- [The task]
Repeat, without any change, the entries presented below.
-- START OF Given data --
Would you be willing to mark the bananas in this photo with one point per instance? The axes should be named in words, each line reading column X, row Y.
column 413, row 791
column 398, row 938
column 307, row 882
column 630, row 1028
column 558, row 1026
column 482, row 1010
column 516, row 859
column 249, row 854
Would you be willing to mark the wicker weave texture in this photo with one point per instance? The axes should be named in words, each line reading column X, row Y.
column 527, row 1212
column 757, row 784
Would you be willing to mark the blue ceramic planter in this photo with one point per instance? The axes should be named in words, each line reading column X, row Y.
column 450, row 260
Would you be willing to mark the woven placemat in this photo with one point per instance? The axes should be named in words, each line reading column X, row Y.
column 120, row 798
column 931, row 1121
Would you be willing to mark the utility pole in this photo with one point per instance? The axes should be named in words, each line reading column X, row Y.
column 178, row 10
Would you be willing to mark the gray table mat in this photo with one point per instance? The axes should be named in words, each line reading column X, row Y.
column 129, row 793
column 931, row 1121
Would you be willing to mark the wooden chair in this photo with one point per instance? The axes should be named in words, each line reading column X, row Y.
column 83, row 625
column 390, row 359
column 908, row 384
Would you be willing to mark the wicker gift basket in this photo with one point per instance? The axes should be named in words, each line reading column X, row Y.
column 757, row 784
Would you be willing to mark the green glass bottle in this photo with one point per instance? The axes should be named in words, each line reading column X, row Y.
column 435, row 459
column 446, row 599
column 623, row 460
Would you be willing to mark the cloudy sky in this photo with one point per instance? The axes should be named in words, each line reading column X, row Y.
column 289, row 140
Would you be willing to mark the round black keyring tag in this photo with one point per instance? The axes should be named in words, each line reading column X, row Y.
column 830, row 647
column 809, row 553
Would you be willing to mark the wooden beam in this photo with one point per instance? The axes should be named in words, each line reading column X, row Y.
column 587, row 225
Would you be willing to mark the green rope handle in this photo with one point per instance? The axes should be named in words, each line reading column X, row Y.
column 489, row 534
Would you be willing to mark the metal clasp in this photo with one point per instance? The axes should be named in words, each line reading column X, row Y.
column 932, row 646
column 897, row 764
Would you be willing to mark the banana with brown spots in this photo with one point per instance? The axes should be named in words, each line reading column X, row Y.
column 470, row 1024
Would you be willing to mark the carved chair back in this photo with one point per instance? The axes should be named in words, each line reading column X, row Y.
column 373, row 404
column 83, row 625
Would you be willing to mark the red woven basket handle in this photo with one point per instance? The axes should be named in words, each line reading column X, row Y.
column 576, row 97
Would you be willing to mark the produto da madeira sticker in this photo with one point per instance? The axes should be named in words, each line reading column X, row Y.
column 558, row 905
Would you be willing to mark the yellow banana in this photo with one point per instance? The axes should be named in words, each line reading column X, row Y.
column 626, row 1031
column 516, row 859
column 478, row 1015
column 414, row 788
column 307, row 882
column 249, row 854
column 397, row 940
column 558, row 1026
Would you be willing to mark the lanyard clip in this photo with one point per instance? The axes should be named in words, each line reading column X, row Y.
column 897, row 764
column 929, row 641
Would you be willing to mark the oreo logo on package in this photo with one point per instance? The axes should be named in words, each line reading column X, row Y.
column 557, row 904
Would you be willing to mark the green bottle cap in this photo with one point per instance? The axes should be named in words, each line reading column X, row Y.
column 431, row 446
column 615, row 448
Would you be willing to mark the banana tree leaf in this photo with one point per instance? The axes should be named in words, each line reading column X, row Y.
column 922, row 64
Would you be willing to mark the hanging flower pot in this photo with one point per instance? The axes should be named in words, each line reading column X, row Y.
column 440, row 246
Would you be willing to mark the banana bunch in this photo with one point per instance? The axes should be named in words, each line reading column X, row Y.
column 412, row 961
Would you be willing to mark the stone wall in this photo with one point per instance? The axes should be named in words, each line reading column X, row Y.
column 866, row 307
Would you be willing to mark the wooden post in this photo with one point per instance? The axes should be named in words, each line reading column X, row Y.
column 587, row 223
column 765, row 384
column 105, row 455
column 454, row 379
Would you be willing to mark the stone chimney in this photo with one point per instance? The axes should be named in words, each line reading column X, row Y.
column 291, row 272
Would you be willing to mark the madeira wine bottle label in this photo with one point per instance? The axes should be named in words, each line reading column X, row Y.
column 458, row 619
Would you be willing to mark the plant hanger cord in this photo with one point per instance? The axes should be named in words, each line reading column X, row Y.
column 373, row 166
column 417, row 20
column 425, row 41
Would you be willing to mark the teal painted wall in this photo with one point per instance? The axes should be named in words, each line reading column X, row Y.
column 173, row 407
-- END OF Given data --
- [Task response]
Would you be willing to mark the bananas in this photo with one point per instance? The axes should be named in words, each line reading column X, row Y.
column 413, row 791
column 398, row 938
column 307, row 882
column 630, row 1028
column 558, row 1026
column 482, row 1010
column 516, row 859
column 249, row 854
Would you be willing to mark the wicker weave texture in this photo with one point per instance? The axes should be named in words, each line reading column X, row Y.
column 527, row 1212
column 757, row 784
Would you be willing to mark the blue ceramic planter in this photo with one point per instance? The axes should be named in words, each line reading column X, row Y.
column 450, row 260
Would you be willing to mark the woven placemat in this photo with one point per instance? The axes should be named in words, each line reading column X, row Y.
column 120, row 798
column 931, row 1121
Would you be willing to mark the utility pole in this photo with one point per instance? The axes should be named in words, each line reading column X, row Y.
column 178, row 10
Would you be willing to mark the gray table mat in this photo with one point per instance? The axes should be named in words, each line reading column X, row Y.
column 129, row 793
column 931, row 1121
Would you be willing to mark the wooden chair in this photo with one point per instance? The axes should be named in words, each line reading column X, row Y.
column 83, row 625
column 390, row 359
column 908, row 384
Would you be willing to mark the wicker gift basket in this photo with one point per instance? The axes should be named in words, each line reading column X, row Y.
column 757, row 784
Would you be willing to mark the green glass bottle in this photo with one point per instance? The axes should be named in words, each line reading column X, row Y.
column 435, row 459
column 446, row 599
column 623, row 460
Would you be willing to mark the cloudy sky in this photo with one point per instance? The axes should be named in words, each line reading column X, row Y.
column 289, row 140
Would you be willing to mark the round black keyring tag in this photo with one point per instance? The axes should be named in words, each line reading column X, row Y.
column 830, row 647
column 809, row 553
Would you be willing to mark the wooden beam in this photo with one point per instance? The axes should be named in words, each line reading column X, row Y.
column 587, row 225
Would you be willing to mark the green rope handle in this photo with one point per instance? The axes should be named in words, each line reading column X, row Y.
column 489, row 534
Would you be willing to mark the metal clasp in this photo with one point per instance? The axes should be named in words, each line reading column X, row Y.
column 932, row 646
column 897, row 764
Would you be willing to mark the banana with brown spots in this photo with one point per instance? The axes should be named in words, each line reading column X, row Y.
column 470, row 1024
Would you be willing to mark the carved chair back in this photo with one point per instance? The axes should be named in words, each line reading column X, row Y.
column 373, row 404
column 83, row 625
Would you be willing to mark the red woven basket handle in this photo with one point per instance? The axes should be named in words, each line reading column X, row Y.
column 576, row 97
Would you be willing to mark the produto da madeira sticker in this photo with one point per instance? The axes should be named in words, each line reading column X, row Y.
column 558, row 905
Would you be willing to mark the yellow banana in this photo with one point per instance? The axes should be named in words, each line reading column X, row Y.
column 626, row 1031
column 516, row 859
column 478, row 1015
column 414, row 788
column 307, row 882
column 249, row 854
column 397, row 940
column 558, row 1026
Would you be willing to mark the lanyard clip in this photo with one point per instance? The axes should be named in words, each line reading column X, row Y.
column 897, row 764
column 929, row 641
Would you be willing to mark the oreo logo on package in this photo with one point per instance? The axes should be named in words, each line reading column X, row Y.
column 557, row 904
Would you be willing to mark the green bottle cap in this photo with one point per instance? The axes should be named in words, each line reading column X, row Y.
column 431, row 446
column 615, row 448
Would you be willing to mark the banana tree leaf in this photo with one point per instance? The axes should be named in words, each line reading column X, row Y.
column 922, row 64
Would you be willing to mark the hanging flower pot in this photo with one point per instance? The axes should be named in words, each line reading column X, row Y.
column 440, row 246
Would you be willing to mark the banana bunch in this photo with one point per instance? The axes should be named in words, each line reading column X, row Y.
column 412, row 961
Would you be willing to mark the stone wall in this photo with one point per instance? The axes should be named in words, each line reading column X, row Y.
column 866, row 307
Would you be willing to mark the wooden post in this photo with one point per instance? The axes should be named in words, each line reading column X, row Y.
column 587, row 223
column 765, row 384
column 105, row 455
column 454, row 379
Would you be willing to mark the stone chimney in this photo with one point per instance? The axes should be named in words, each line reading column X, row Y.
column 291, row 272
Would you be willing to mark the madeira wine bottle label in this photo with one point per instance? The axes should be named in words, each line reading column X, row Y.
column 458, row 619
Would you be willing to mark the plant hanger cord in this photo with one point per instance? The axes should be named in words, each line reading column X, row Y.
column 373, row 166
column 417, row 20
column 425, row 41
Would you be willing to mark the teal painted wall in this photo with one point per instance? The axes should be named in words, each line reading column X, row Y.
column 173, row 407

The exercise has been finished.